**INSTRUCTIONS TO FOLLOW**:
The reply should consist of every entry, repeated exactly.

**SOURCE DATA**:
------------------------------------------------------------

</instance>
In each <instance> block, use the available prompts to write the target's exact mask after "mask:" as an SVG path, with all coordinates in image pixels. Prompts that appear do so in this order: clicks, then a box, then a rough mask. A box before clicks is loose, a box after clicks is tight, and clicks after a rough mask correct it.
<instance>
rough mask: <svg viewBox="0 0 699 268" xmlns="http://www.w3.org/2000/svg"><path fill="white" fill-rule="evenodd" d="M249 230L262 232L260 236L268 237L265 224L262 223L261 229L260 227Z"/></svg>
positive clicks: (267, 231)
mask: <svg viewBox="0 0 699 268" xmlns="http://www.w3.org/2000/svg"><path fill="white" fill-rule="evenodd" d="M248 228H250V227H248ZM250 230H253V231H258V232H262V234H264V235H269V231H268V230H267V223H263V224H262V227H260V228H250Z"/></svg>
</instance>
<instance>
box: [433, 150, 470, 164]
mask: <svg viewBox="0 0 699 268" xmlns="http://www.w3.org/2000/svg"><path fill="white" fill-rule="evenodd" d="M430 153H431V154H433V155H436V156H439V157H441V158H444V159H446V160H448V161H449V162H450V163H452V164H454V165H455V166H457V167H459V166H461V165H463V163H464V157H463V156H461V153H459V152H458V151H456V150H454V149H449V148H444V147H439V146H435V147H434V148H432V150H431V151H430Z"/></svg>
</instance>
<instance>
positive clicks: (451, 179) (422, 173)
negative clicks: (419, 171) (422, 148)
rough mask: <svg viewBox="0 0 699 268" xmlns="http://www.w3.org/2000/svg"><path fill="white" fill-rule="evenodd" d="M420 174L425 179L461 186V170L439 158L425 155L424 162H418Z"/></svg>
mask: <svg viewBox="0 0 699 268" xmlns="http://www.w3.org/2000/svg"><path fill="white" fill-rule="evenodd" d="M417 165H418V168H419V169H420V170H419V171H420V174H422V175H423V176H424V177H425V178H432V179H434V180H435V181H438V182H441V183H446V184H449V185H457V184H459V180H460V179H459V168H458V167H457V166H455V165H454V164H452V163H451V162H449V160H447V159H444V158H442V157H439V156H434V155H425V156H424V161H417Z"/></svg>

------------------------------------------------------------

**RESPONSE BOX**:
</instance>
In each <instance> block, use the available prompts to write the target's exact mask after "mask:" as an SVG path, with all coordinates in image pixels. Prompts that appear do so in this order: clicks, then a box, then a rough mask. A box before clicks is loose, a box after clicks is tight, and clicks after a rough mask correct it.
<instance>
rough mask: <svg viewBox="0 0 699 268" xmlns="http://www.w3.org/2000/svg"><path fill="white" fill-rule="evenodd" d="M249 230L262 232L260 236L268 237L265 224L262 223L261 229L260 227Z"/></svg>
positive clicks: (267, 231)
mask: <svg viewBox="0 0 699 268" xmlns="http://www.w3.org/2000/svg"><path fill="white" fill-rule="evenodd" d="M248 228H250V227H248ZM250 230H253V231H258V232H262V234H264V235H269V231H268V230H267V223H263V224H262V227H260V228H250Z"/></svg>
</instance>
<instance>
box: [433, 150, 470, 164]
mask: <svg viewBox="0 0 699 268" xmlns="http://www.w3.org/2000/svg"><path fill="white" fill-rule="evenodd" d="M430 153H431V154H433V155H436V156H439V157H441V158H444V159H446V160H448V161H449V162H450V163H452V164H454V165H455V166H457V167H459V166H461V165H463V163H464V157H463V156H461V153H459V152H458V151H456V150H454V149H449V148H444V147H439V146H435V147H434V148H432V150H431V151H430Z"/></svg>
</instance>
<instance>
positive clicks: (451, 179) (422, 173)
negative clicks: (419, 171) (422, 148)
rough mask: <svg viewBox="0 0 699 268" xmlns="http://www.w3.org/2000/svg"><path fill="white" fill-rule="evenodd" d="M420 174L425 179L461 186V170L439 158L425 155L424 162H418Z"/></svg>
mask: <svg viewBox="0 0 699 268" xmlns="http://www.w3.org/2000/svg"><path fill="white" fill-rule="evenodd" d="M417 165H418V168H419V169H420V170H419V171H420V174H422V175H423V176H424V177H425V178H432V179H434V180H435V181H438V182H441V183H446V184H449V185H457V184H459V180H460V179H459V168H458V167H457V166H455V165H454V164H452V163H451V162H449V160H447V159H444V158H442V157H439V156H434V155H425V156H424V161H417Z"/></svg>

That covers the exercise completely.